▶ _Assignment_: Repeat the air quality text from "How do pollutant" to "health problems.’ (EPA)", swapping "sunlight" for "daylight".

▶ _Source text_:
= Beginning of Section =

Air Quality Sensing and
Neighborhood Health Analysis
Tools: Kepler.gl/Mapbox, Python(pandas, numpy, seaborn), R, sklearn, Tableau,
Data sources: Array of Things (28 Million+ samples taken in October 2019), Chicago Health Atlas (2017 data), Walkscore.com API
Overview
This research examines the relationship between walkability, pollutant concentrations and zip code demographics (median area income, asthma related hospital visits for individuals under 18 years old) in Chicago. The analysis focuses on answering the following questions:
Do more walkable areas have different pollutant levels than less walkable areas?
Is median area income an indicator of community health and asthma related hospital visits?
How do pollutant levels vary by time of day and location?
Are there differences in the ozone levels between weekdays and weekends?
This analysis looks at a range of air quality sensors recorded by Array of Things and focuses a more in depth analysis on ozone concentration. ‘Ozone is one of the six common air pollutants identified in the Clean Air Act...It is created by chemical reactions between oxides of nitrogen (NOx) and volatile organic compounds (VOC). This happens when pollutants emitted by cars, power plants, industrial boilers, refineries, chemical plants, and other sources chemically react in the presence of sunlight’(EPA). Of the pollutants measured by AoT, Ozone was among the highest compared to the National max 8 hour average parts per million. In additional to negative environmental effects, ‘Breathing ozone can trigger a variety of health problems.’ (EPA)

= End of Section =

▶ _Exercise data_:
= Beginning of Section =

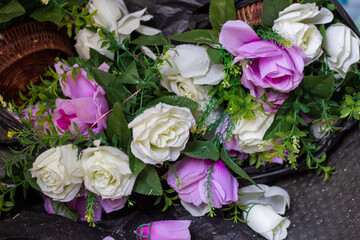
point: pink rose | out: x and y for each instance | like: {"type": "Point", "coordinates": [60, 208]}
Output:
{"type": "Point", "coordinates": [87, 106]}
{"type": "Point", "coordinates": [190, 183]}
{"type": "Point", "coordinates": [270, 66]}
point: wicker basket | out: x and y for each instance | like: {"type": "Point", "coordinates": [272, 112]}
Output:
{"type": "Point", "coordinates": [26, 50]}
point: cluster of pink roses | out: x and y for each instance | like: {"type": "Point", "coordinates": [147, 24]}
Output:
{"type": "Point", "coordinates": [87, 103]}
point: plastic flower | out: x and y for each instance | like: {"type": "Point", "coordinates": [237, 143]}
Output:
{"type": "Point", "coordinates": [58, 173]}
{"type": "Point", "coordinates": [298, 22]}
{"type": "Point", "coordinates": [160, 133]}
{"type": "Point", "coordinates": [190, 177]}
{"type": "Point", "coordinates": [107, 172]}
{"type": "Point", "coordinates": [274, 196]}
{"type": "Point", "coordinates": [164, 230]}
{"type": "Point", "coordinates": [269, 66]}
{"type": "Point", "coordinates": [88, 105]}
{"type": "Point", "coordinates": [343, 47]}
{"type": "Point", "coordinates": [266, 222]}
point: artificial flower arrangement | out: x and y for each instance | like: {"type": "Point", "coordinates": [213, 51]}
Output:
{"type": "Point", "coordinates": [135, 113]}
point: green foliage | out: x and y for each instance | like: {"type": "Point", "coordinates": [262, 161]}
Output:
{"type": "Point", "coordinates": [148, 182]}
{"type": "Point", "coordinates": [62, 210]}
{"type": "Point", "coordinates": [268, 34]}
{"type": "Point", "coordinates": [117, 126]}
{"type": "Point", "coordinates": [158, 40]}
{"type": "Point", "coordinates": [11, 10]}
{"type": "Point", "coordinates": [221, 11]}
{"type": "Point", "coordinates": [51, 12]}
{"type": "Point", "coordinates": [197, 36]}
{"type": "Point", "coordinates": [271, 9]}
{"type": "Point", "coordinates": [214, 55]}
{"type": "Point", "coordinates": [176, 101]}
{"type": "Point", "coordinates": [91, 203]}
{"type": "Point", "coordinates": [236, 215]}
{"type": "Point", "coordinates": [168, 196]}
{"type": "Point", "coordinates": [319, 86]}
{"type": "Point", "coordinates": [233, 166]}
{"type": "Point", "coordinates": [201, 150]}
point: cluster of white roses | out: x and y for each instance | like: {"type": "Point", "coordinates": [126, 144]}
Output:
{"type": "Point", "coordinates": [104, 171]}
{"type": "Point", "coordinates": [115, 17]}
{"type": "Point", "coordinates": [341, 44]}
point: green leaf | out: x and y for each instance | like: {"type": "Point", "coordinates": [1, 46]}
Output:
{"type": "Point", "coordinates": [11, 10]}
{"type": "Point", "coordinates": [280, 123]}
{"type": "Point", "coordinates": [130, 75]}
{"type": "Point", "coordinates": [157, 40]}
{"type": "Point", "coordinates": [148, 182]}
{"type": "Point", "coordinates": [117, 126]}
{"type": "Point", "coordinates": [221, 11]}
{"type": "Point", "coordinates": [233, 166]}
{"type": "Point", "coordinates": [176, 101]}
{"type": "Point", "coordinates": [62, 210]}
{"type": "Point", "coordinates": [197, 36]}
{"type": "Point", "coordinates": [201, 150]}
{"type": "Point", "coordinates": [136, 165]}
{"type": "Point", "coordinates": [214, 55]}
{"type": "Point", "coordinates": [319, 86]}
{"type": "Point", "coordinates": [113, 87]}
{"type": "Point", "coordinates": [271, 9]}
{"type": "Point", "coordinates": [50, 12]}
{"type": "Point", "coordinates": [28, 177]}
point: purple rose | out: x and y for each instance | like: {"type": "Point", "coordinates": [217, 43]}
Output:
{"type": "Point", "coordinates": [190, 183]}
{"type": "Point", "coordinates": [165, 230]}
{"type": "Point", "coordinates": [270, 66]}
{"type": "Point", "coordinates": [87, 107]}
{"type": "Point", "coordinates": [81, 86]}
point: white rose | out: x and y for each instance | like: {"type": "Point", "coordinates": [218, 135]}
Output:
{"type": "Point", "coordinates": [274, 196]}
{"type": "Point", "coordinates": [87, 39]}
{"type": "Point", "coordinates": [306, 36]}
{"type": "Point", "coordinates": [160, 133]}
{"type": "Point", "coordinates": [308, 13]}
{"type": "Point", "coordinates": [107, 12]}
{"type": "Point", "coordinates": [58, 173]}
{"type": "Point", "coordinates": [342, 45]}
{"type": "Point", "coordinates": [114, 16]}
{"type": "Point", "coordinates": [297, 22]}
{"type": "Point", "coordinates": [265, 221]}
{"type": "Point", "coordinates": [107, 172]}
{"type": "Point", "coordinates": [250, 132]}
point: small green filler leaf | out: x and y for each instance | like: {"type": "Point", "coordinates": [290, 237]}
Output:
{"type": "Point", "coordinates": [201, 150]}
{"type": "Point", "coordinates": [148, 182]}
{"type": "Point", "coordinates": [221, 11]}
{"type": "Point", "coordinates": [271, 9]}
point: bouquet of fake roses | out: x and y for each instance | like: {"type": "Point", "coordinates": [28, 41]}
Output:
{"type": "Point", "coordinates": [135, 113]}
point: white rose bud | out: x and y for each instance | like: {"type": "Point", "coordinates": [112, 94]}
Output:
{"type": "Point", "coordinates": [191, 62]}
{"type": "Point", "coordinates": [107, 172]}
{"type": "Point", "coordinates": [250, 132]}
{"type": "Point", "coordinates": [297, 22]}
{"type": "Point", "coordinates": [107, 12]}
{"type": "Point", "coordinates": [266, 222]}
{"type": "Point", "coordinates": [58, 173]}
{"type": "Point", "coordinates": [342, 45]}
{"type": "Point", "coordinates": [87, 39]}
{"type": "Point", "coordinates": [306, 36]}
{"type": "Point", "coordinates": [160, 133]}
{"type": "Point", "coordinates": [274, 196]}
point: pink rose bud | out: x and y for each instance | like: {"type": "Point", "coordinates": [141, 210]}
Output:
{"type": "Point", "coordinates": [164, 230]}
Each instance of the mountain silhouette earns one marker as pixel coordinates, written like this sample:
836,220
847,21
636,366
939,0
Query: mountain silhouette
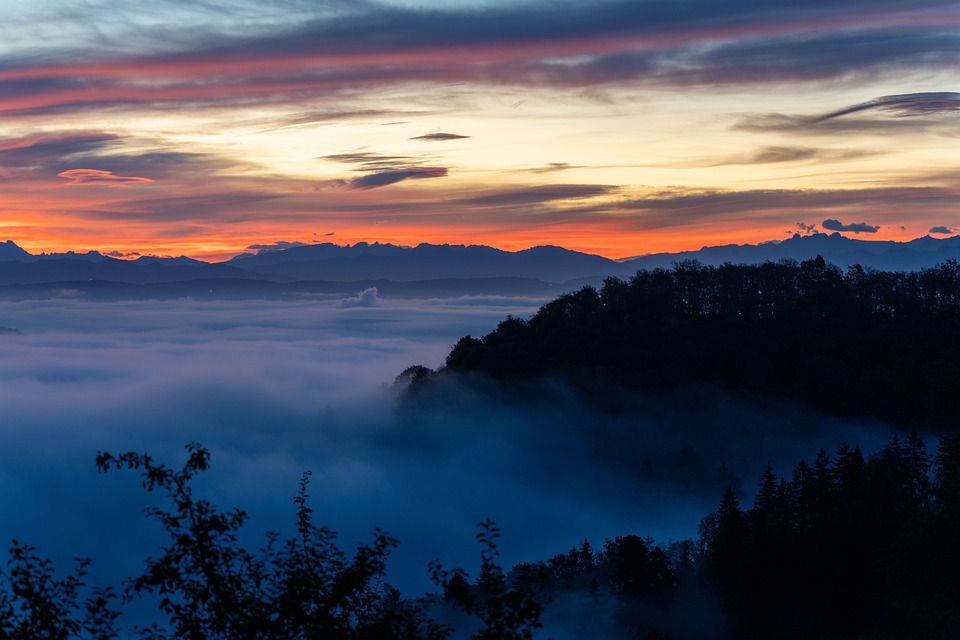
440,270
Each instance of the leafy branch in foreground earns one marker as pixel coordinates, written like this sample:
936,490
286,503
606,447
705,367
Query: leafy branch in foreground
35,604
506,611
209,586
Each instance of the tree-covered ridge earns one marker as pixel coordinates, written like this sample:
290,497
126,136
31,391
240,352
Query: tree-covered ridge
848,546
862,343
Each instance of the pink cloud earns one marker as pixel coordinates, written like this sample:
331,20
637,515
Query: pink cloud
85,177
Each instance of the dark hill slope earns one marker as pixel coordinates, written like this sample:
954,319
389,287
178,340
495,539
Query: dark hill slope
863,343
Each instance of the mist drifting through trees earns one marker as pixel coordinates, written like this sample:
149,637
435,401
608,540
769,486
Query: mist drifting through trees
717,447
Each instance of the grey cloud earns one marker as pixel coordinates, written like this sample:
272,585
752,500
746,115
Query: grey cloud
545,193
907,110
440,136
776,41
678,208
856,227
550,167
780,154
275,246
910,104
385,178
366,298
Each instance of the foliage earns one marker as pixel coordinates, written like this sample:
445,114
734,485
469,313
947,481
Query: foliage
37,605
863,343
506,610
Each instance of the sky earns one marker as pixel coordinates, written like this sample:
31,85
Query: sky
616,127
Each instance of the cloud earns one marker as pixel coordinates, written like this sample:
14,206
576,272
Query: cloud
48,150
87,177
908,111
384,178
779,154
856,227
321,55
366,298
274,389
550,167
905,105
538,194
440,136
279,245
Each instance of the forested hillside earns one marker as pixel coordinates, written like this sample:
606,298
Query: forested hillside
860,343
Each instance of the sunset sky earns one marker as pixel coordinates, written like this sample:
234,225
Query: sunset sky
614,127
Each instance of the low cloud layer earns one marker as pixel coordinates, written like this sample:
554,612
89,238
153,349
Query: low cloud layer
855,227
274,389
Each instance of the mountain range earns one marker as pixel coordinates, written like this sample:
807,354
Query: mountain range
398,271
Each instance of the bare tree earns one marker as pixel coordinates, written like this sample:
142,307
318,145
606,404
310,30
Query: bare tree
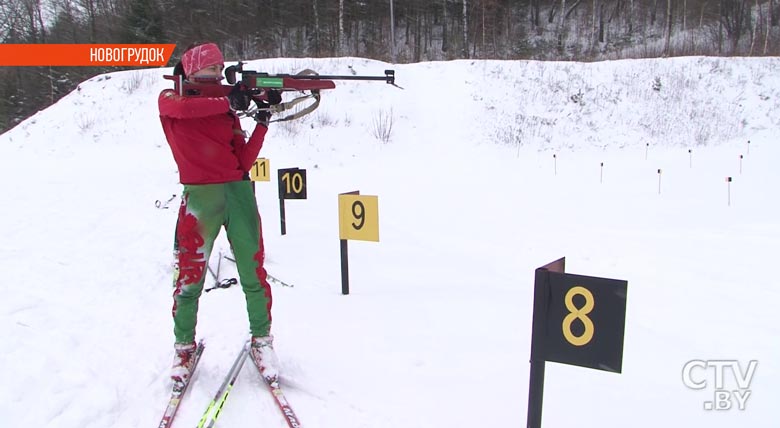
669,22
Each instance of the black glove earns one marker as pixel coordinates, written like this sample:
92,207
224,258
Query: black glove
274,96
239,98
262,115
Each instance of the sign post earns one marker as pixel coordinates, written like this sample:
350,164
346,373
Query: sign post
292,185
358,220
577,320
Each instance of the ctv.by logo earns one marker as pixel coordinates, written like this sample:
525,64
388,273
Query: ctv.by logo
696,376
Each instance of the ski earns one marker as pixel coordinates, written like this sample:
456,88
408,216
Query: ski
281,401
178,392
224,390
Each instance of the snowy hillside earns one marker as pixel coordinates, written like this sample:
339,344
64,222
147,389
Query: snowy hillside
493,169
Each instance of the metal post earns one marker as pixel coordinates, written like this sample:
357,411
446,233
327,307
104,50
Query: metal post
392,33
536,376
601,174
344,268
282,219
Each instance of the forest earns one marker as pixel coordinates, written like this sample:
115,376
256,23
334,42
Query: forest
395,31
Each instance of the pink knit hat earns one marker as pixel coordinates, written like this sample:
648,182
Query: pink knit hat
200,57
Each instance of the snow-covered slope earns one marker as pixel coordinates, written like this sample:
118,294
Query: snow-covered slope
493,169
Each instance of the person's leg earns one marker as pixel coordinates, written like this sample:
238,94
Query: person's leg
200,217
244,231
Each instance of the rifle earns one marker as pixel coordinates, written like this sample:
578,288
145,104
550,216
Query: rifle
256,84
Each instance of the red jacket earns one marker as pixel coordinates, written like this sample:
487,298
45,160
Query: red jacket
206,138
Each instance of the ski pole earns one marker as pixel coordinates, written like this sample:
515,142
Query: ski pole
224,390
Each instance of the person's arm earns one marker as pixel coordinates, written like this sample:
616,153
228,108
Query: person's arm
179,107
247,151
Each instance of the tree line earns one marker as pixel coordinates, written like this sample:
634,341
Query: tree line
399,31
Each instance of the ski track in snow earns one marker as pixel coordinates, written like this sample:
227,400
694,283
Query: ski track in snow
436,331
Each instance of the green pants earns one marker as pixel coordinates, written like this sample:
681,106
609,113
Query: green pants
205,208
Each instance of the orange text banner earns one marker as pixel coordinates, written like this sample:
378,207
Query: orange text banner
145,55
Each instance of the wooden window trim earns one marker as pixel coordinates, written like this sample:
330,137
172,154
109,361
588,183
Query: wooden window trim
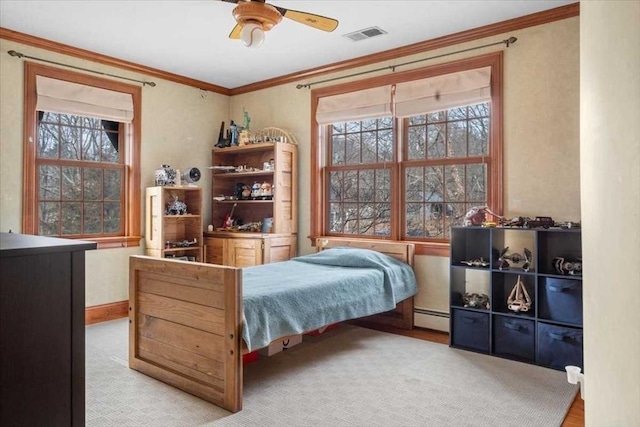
495,196
132,227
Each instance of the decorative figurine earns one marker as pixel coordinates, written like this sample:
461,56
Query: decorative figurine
519,299
234,134
222,141
476,262
477,216
246,118
165,176
177,207
563,266
503,259
476,300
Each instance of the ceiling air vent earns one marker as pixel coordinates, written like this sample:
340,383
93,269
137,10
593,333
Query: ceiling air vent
367,33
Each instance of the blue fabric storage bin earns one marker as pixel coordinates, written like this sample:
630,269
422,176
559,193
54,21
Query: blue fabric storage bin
470,330
560,300
559,346
514,338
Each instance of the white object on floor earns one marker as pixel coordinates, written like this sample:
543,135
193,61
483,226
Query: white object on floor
574,376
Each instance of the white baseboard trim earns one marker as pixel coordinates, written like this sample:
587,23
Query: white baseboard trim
431,319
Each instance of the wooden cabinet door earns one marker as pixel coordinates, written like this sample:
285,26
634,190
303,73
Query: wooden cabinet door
280,249
214,250
244,252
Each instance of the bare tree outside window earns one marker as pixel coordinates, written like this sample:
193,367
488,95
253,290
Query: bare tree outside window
80,175
444,166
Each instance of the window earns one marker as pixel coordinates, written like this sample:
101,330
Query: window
82,161
408,162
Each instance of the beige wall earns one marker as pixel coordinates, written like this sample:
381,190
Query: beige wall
610,163
541,133
179,126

= End of Section =

▶ _Solution for this task_:
How do pollutant levels vary by time of day and location?
Are there differences in the ozone levels between weekdays and weekends?
This analysis looks at a range of air quality sensors recorded by Array of Things and focuses a more in depth analysis on ozone concentration. ‘Ozone is one of the six common air pollutants identified in the Clean Air Act...It is created by chemical reactions between oxides of nitrogen (NOx) and volatile organic compounds (VOC). This happens when pollutants emitted by cars, power plants, industrial boilers, refineries, chemical plants, and other sources chemically react in the presence of daylight’(EPA). Of the pollutants measured by AoT, Ozone was among the highest compared to the National max 8 hour average parts per million. In additional to negative environmental effects, ‘Breathing ozone can trigger a variety of health problems.’ (EPA)